Problem to work on:
Rescale everything below from the line containing "of the front" down to the line containing "[(601, 471), (661, 400), (765, 428), (704, 479)]", both included: repeat each entry's request unchanged and multiply every point coordinate in the answers by 1.15, rounding to whole numbers with halves going up. Return only those lines.

Dataset excerpts:

______________________________

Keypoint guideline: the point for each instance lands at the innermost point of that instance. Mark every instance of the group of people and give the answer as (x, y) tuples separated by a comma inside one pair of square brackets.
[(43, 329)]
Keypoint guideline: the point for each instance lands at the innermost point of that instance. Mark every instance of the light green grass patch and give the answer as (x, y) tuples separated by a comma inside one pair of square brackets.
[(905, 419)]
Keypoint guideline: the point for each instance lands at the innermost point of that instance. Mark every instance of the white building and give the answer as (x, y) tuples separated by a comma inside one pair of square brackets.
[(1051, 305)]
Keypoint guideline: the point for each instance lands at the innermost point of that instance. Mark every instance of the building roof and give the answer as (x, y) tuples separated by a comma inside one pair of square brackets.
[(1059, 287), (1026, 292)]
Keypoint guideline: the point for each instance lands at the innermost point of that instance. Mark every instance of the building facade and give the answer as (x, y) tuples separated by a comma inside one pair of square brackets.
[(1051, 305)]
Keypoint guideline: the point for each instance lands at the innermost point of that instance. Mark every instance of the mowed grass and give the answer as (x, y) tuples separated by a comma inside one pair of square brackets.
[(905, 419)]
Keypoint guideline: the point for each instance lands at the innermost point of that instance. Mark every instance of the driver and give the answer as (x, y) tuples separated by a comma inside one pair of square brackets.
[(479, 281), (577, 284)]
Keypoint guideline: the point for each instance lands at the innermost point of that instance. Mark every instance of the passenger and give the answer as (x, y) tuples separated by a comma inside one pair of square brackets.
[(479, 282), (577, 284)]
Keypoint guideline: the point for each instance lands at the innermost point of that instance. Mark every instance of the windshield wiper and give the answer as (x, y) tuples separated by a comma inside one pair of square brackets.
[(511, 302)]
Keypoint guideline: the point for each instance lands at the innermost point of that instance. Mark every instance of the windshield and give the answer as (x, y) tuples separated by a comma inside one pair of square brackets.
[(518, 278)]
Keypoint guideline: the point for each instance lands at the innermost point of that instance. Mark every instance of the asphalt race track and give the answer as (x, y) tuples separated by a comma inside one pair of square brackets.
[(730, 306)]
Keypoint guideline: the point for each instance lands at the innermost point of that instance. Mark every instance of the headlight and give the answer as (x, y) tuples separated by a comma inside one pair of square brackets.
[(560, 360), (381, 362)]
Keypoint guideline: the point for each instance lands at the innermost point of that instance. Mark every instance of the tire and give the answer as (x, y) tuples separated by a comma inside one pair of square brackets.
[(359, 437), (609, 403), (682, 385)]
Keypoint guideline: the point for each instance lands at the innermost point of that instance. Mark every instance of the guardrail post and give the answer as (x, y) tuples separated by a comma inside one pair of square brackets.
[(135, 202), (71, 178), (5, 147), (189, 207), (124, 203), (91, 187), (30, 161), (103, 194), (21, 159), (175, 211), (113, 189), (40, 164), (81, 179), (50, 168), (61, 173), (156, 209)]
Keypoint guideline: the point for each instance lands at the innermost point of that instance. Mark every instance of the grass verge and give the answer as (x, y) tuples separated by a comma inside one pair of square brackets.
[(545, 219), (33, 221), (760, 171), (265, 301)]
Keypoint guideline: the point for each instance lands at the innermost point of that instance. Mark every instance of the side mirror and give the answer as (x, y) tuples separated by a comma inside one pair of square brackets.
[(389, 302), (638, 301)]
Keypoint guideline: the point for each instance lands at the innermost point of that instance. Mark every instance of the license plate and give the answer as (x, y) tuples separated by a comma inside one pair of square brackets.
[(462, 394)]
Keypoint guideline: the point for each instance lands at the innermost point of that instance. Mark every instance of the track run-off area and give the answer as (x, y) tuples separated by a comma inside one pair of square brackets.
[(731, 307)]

______________________________

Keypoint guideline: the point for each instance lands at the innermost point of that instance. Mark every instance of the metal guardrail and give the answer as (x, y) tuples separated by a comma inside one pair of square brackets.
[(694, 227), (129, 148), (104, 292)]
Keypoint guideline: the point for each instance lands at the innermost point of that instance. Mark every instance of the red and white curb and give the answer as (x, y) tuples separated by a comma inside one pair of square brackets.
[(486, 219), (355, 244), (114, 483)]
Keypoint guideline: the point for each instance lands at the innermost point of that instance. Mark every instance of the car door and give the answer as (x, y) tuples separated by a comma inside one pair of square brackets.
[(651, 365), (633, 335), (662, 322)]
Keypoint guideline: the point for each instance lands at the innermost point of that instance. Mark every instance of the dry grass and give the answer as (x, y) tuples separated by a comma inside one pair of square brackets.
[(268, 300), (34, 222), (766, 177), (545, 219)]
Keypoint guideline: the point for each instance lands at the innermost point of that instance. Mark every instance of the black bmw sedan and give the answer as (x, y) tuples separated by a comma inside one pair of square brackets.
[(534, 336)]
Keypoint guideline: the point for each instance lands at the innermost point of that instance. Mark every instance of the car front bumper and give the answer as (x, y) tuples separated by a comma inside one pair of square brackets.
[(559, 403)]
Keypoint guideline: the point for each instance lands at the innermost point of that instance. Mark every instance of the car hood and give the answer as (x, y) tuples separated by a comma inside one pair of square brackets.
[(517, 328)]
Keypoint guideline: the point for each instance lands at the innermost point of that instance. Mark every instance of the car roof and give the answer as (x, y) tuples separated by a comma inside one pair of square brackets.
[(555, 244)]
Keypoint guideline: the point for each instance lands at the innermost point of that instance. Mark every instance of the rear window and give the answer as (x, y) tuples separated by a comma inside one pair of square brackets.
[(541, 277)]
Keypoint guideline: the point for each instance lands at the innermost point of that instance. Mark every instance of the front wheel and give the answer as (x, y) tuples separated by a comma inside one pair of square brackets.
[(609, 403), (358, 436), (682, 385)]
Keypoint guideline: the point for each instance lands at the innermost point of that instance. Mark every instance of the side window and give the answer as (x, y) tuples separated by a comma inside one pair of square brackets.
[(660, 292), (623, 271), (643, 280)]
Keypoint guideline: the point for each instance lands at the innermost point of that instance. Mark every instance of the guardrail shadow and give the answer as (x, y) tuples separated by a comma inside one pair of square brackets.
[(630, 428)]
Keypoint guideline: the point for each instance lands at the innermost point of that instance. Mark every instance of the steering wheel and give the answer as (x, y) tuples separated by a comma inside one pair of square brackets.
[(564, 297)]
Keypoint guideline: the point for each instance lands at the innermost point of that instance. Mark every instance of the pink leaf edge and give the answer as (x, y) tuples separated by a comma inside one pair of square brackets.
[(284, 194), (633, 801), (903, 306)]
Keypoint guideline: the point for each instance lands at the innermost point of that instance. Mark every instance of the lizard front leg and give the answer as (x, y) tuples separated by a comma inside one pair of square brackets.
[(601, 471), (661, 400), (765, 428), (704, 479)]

______________________________

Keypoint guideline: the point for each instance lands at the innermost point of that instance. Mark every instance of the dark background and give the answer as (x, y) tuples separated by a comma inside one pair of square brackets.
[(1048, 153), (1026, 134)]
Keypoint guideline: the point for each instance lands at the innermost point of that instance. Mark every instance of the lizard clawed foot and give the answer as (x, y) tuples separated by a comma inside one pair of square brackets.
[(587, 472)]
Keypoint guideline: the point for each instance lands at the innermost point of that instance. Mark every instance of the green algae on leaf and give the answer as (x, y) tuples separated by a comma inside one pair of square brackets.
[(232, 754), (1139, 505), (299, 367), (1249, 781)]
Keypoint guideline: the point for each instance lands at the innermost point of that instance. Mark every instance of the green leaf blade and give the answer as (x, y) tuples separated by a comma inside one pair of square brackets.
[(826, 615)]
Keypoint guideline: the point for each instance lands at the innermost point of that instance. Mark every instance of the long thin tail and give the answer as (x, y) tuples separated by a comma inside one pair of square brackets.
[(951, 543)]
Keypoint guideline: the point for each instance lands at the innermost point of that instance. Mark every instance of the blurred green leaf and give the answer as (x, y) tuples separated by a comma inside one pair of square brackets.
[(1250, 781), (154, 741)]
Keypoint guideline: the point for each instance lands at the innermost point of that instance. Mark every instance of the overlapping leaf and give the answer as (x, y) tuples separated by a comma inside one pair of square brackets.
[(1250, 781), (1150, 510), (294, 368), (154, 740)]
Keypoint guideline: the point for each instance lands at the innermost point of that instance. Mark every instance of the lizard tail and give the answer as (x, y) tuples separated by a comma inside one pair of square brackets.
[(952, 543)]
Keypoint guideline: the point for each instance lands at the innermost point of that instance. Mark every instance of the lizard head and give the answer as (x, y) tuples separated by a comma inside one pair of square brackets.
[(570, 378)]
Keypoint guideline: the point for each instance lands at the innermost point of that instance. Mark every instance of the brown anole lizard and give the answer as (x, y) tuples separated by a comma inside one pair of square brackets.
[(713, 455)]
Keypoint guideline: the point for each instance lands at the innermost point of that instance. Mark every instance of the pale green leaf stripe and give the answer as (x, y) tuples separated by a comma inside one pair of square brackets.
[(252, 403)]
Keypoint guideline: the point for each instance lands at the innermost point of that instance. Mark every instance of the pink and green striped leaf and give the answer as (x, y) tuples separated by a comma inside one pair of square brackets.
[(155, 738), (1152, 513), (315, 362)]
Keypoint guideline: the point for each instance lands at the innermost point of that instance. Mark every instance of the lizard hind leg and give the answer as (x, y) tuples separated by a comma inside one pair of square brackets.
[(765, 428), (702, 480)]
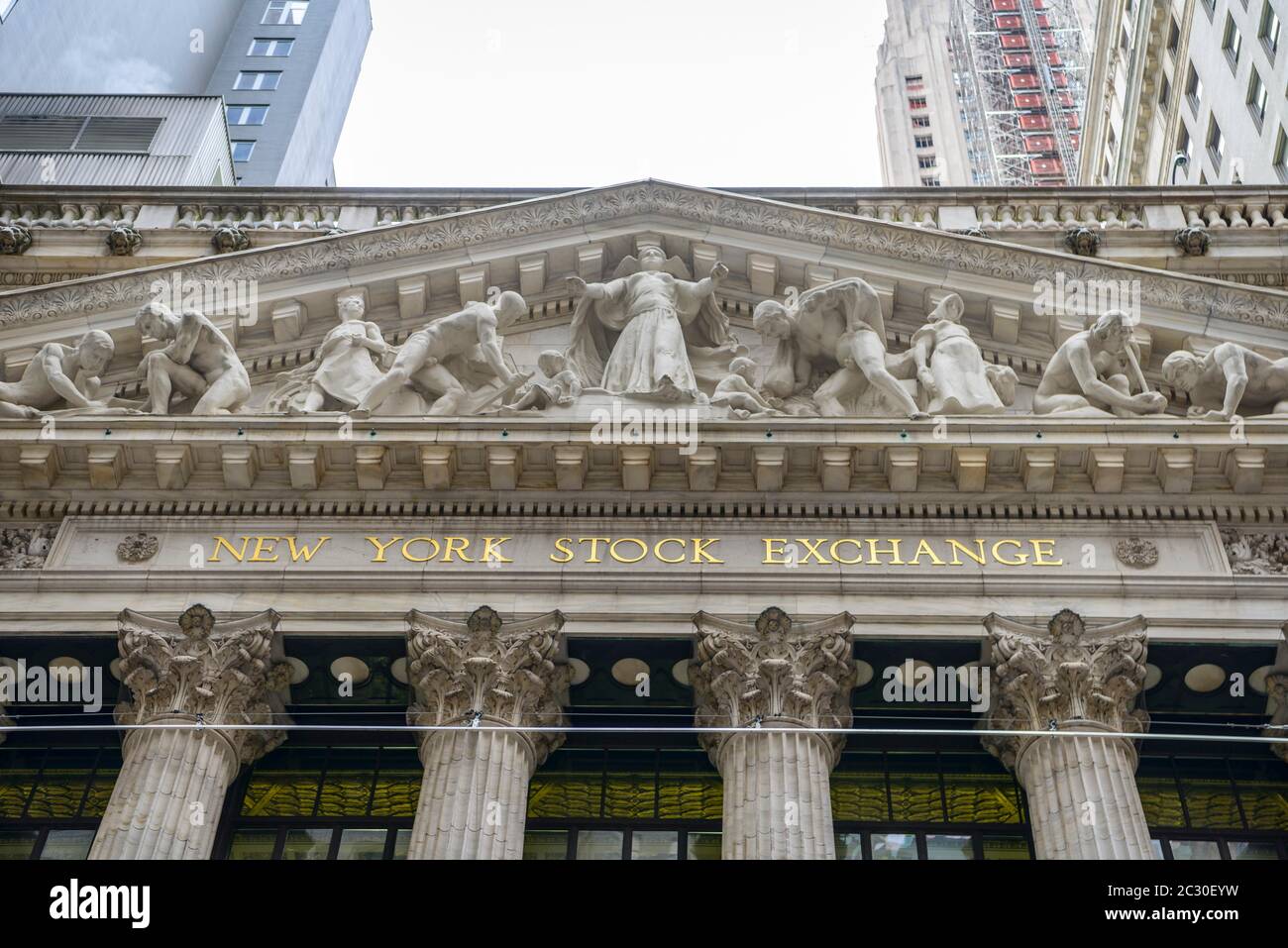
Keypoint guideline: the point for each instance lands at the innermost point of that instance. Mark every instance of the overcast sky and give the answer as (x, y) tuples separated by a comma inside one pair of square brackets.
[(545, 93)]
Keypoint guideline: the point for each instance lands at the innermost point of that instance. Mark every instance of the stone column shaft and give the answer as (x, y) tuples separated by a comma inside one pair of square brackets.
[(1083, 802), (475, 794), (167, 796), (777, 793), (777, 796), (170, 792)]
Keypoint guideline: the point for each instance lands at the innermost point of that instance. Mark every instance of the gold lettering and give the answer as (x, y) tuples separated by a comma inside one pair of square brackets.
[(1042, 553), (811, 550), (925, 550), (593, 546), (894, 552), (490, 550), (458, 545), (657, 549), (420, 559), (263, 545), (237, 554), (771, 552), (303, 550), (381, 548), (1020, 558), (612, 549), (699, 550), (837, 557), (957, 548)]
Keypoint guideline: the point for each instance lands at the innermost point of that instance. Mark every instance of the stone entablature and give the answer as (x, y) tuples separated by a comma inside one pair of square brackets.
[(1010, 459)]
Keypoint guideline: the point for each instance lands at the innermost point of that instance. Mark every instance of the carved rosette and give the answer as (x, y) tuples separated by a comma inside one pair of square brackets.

______________________________

Task response:
Keypoint guideline: the point for each instance lands at the innermost point of that instance. Mark every instance of the front wheel and give the answer as (x, y) tuples separated by a comma inside one pair of square brackets.
[(700, 463), (412, 501), (784, 443)]
Keypoint guideline: the point for each instance lands at the innermost point of that instance. Mark every instance of the side window and give the answer as (x, y) tuples separated by a comma inside one pair of square brackets.
[(759, 336), (716, 312), (739, 322)]
Keypoint guideline: the point for each instance lands at the innermost point of that instance. Mark every instance of the guardrail shadow and give the answer as (x, y) tuples separated by a comma inside one pair of square brackets.
[(725, 492)]
Keypoint guideline: the point for each instance lands at the innermost point of that instance. Mark every instance of the steering wheel and give the answer as (x, y) tuples separated by a comma inside one pair of square brackets.
[(649, 342)]
Keypoint guideline: the point for each instance lands at the innermost point of that instance. Mark every instance of the pink leaf edge and give the answer as (x, y) tuples separated by a comma inside one pair of square brackets.
[(327, 223), (728, 921), (1038, 352)]
Keypoint guideline: the point for each instance lands at the innermost point of that instance. Mark every instance of the lizard front leg and give the answer as (x, y) tuples separated by a comma inside one pair of square brackets.
[(691, 542), (760, 460), (880, 492), (810, 551)]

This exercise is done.